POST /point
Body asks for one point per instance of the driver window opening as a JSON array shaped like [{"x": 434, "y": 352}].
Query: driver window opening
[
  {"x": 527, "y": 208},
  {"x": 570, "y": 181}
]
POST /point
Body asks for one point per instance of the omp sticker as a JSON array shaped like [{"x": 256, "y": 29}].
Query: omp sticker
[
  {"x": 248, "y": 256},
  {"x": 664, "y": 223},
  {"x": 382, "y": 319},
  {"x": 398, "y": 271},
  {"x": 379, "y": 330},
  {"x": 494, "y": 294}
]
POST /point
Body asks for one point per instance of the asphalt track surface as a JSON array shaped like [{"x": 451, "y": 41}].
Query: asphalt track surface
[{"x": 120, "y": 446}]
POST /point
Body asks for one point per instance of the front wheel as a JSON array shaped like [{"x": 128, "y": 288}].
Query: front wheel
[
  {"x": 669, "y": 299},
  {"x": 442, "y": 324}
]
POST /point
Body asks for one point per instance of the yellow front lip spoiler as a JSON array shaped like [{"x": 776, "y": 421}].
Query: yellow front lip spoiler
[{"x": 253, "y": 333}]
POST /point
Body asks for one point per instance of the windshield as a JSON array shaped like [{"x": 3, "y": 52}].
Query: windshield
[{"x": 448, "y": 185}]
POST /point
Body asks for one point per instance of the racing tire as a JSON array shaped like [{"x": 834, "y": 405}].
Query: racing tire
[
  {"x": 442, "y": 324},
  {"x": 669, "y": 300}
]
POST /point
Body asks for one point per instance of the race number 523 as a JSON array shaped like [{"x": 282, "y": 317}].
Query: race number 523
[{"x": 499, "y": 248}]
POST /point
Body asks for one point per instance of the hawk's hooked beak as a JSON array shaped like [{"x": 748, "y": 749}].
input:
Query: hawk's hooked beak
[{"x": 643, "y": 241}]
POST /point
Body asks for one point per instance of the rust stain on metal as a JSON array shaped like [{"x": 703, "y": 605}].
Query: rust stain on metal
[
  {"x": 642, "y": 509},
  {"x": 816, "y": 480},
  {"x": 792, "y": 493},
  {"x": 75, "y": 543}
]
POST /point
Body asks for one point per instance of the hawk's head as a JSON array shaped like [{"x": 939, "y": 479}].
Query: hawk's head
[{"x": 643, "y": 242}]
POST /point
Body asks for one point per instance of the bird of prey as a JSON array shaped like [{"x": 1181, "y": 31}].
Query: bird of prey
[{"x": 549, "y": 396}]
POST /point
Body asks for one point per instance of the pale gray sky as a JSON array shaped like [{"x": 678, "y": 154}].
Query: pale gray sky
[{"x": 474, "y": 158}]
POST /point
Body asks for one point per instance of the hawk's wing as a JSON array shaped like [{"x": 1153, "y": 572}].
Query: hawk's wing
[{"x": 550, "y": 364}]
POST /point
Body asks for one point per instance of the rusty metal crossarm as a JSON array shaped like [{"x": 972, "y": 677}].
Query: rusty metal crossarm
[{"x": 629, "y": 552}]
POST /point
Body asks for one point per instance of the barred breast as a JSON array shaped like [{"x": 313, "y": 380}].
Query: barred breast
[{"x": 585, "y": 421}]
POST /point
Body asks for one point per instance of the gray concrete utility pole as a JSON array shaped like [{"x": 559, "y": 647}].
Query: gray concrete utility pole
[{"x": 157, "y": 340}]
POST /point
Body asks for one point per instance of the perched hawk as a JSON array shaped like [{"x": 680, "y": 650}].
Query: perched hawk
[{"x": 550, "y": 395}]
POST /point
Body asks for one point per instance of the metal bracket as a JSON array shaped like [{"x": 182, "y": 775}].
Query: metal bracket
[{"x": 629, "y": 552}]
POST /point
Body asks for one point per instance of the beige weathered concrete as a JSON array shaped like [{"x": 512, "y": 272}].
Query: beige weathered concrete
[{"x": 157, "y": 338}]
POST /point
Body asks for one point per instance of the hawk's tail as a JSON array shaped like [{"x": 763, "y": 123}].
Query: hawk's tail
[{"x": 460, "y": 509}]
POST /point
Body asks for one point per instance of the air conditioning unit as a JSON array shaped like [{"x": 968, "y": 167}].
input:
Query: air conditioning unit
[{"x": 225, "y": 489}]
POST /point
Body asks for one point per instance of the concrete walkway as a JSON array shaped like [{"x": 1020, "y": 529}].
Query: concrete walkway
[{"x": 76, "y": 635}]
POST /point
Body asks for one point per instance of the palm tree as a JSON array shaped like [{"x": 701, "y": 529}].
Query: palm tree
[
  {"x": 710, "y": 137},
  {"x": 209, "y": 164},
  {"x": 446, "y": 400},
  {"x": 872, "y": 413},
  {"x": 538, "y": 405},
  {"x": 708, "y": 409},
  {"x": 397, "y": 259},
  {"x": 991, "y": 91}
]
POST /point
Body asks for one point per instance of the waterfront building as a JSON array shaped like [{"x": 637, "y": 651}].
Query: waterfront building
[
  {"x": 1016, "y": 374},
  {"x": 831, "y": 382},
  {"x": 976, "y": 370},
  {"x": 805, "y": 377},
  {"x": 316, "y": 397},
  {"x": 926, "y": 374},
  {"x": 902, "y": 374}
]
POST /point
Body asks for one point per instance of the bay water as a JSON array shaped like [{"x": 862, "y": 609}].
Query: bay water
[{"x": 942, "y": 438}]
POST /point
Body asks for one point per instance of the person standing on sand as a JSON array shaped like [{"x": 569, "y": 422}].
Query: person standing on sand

····················

● **Exercise details**
Extract each record, keeping it identical to the original.

● **The output**
POST /point
Body asks for one point per instance of the driver window opening as a JSON array shaped like [{"x": 434, "y": 352}].
Query: driver window opening
[
  {"x": 527, "y": 208},
  {"x": 570, "y": 181}
]
POST /point
Body asks for one point per instance of the omp sticker as a JSON array shaped like [{"x": 256, "y": 29}].
Query: omp sticker
[
  {"x": 248, "y": 256},
  {"x": 664, "y": 223},
  {"x": 382, "y": 319},
  {"x": 398, "y": 271},
  {"x": 379, "y": 330},
  {"x": 494, "y": 294}
]
POST /point
Body asks for one point per instance of the asphalt track surface as a JSON array shaped like [{"x": 451, "y": 41}].
Query: asphalt track surface
[{"x": 120, "y": 446}]
POST /point
Body asks for one point per instance of the front wheel as a JSON array shaped like [{"x": 128, "y": 288}].
Query: front wheel
[
  {"x": 669, "y": 299},
  {"x": 442, "y": 324}
]
POST /point
Body asks for one point per instance of the yellow front lip spoiler as a JSON array shaped like [{"x": 776, "y": 421}].
Query: yellow front lip spoiler
[{"x": 253, "y": 333}]
POST /point
Body asks for one point per instance of the windshield as a JSON array shaped like [{"x": 3, "y": 52}].
Query: windshield
[{"x": 448, "y": 185}]
POST /point
Body asks for one point per instance of the racing tire as a JSON array shaped like [{"x": 834, "y": 405}].
Query: racing tire
[
  {"x": 442, "y": 324},
  {"x": 669, "y": 300}
]
POST /point
Body asks for one point per instance of the race number 523 as a JSON array shaped like [{"x": 282, "y": 317}].
Query: race number 523
[{"x": 499, "y": 248}]
POST /point
Body asks for one point per instance of the hawk's hooked beak as a JSON array shaped like [{"x": 748, "y": 749}].
input:
Query: hawk's hooked beak
[{"x": 643, "y": 241}]
POST /point
Body asks for one point per instance of the rust stain on metal as a JSON array shaped like [{"x": 703, "y": 605}].
Query: rust stain on metal
[
  {"x": 642, "y": 509},
  {"x": 816, "y": 480},
  {"x": 792, "y": 493},
  {"x": 75, "y": 543}
]
POST /point
Body asks for one point per instance of the hawk's head as a JSON array shaped like [{"x": 939, "y": 479}].
Query: hawk's head
[{"x": 643, "y": 242}]
POST /point
Body asks for one point per instance of the bird of prey as a JSON array shaped like [{"x": 1181, "y": 31}].
Query: bird of prey
[{"x": 549, "y": 396}]
POST /point
Body asks for one point per instance of the pale gray sky as a JSON array shaped like [{"x": 678, "y": 154}].
Query: pale gray sky
[{"x": 474, "y": 158}]
POST /point
Body asks for one point per instance of the hawk's wing as a JSON array shaped like [{"x": 1153, "y": 572}].
Query: hawk's wing
[{"x": 550, "y": 364}]
POST /point
Body asks for one point per instance of the rusty metal crossarm as a JSON array shaped like [{"x": 972, "y": 677}].
Query: rusty metal crossarm
[{"x": 629, "y": 552}]
POST /point
Body asks for one point per instance of the barred breast as a JSON array shaped like [{"x": 313, "y": 380}].
Query: barred breast
[{"x": 585, "y": 421}]
POST /point
Body asks for one point per instance of the gray concrete utility pole as a JSON array shaped like [{"x": 559, "y": 647}].
Query: gray concrete utility pole
[{"x": 157, "y": 340}]
POST /point
Body asks for one point per instance of the perched hawk as a JSON array shaped like [{"x": 680, "y": 650}].
Query: perched hawk
[{"x": 550, "y": 395}]
POST /point
Body asks for one point per instance of the metal bracket as a JSON array shaped like [{"x": 182, "y": 775}].
Query: metal bracket
[{"x": 629, "y": 552}]
POST /point
Body asks for one point per instance of the beige weathered concrete as a JSON array shaped like [{"x": 512, "y": 272}].
Query: beige weathered concrete
[{"x": 157, "y": 338}]
POST /point
Body asks for one point per instance of the hawk's tail as a JSON array shaped like [{"x": 763, "y": 123}].
Query: hawk's tail
[{"x": 460, "y": 509}]
POST /point
Body asks for one point per instance of the air conditioning unit as a JSON array shaped like [{"x": 968, "y": 167}].
input:
Query: air conditioning unit
[{"x": 225, "y": 489}]
POST /point
Body asks for one point per instance of the concrete walkway as a JSON array shaped like [{"x": 1020, "y": 529}].
Query: concrete walkway
[{"x": 76, "y": 635}]
POST /point
Body asks for one point per instance of the palm tree as a JSON array shaped like [{"x": 701, "y": 529}].
Query: palm tree
[
  {"x": 710, "y": 137},
  {"x": 209, "y": 164},
  {"x": 446, "y": 400},
  {"x": 872, "y": 413},
  {"x": 538, "y": 405},
  {"x": 708, "y": 409},
  {"x": 397, "y": 259},
  {"x": 991, "y": 91}
]
POST /point
Body asks for one point per instance of the waterfront building as a JSON array shaped like [{"x": 637, "y": 651}].
Query: waterfront building
[
  {"x": 1016, "y": 374},
  {"x": 831, "y": 382},
  {"x": 976, "y": 370},
  {"x": 805, "y": 377},
  {"x": 316, "y": 397},
  {"x": 926, "y": 374},
  {"x": 902, "y": 374}
]
POST /point
Body asks for one point per instance of the bay water as a JSON array shaped like [{"x": 862, "y": 609}].
Query: bay water
[{"x": 942, "y": 438}]
POST /point
Body asks for one point per instance of the person standing on sand as a JSON array shaped like [{"x": 569, "y": 422}].
Query: person standing on sand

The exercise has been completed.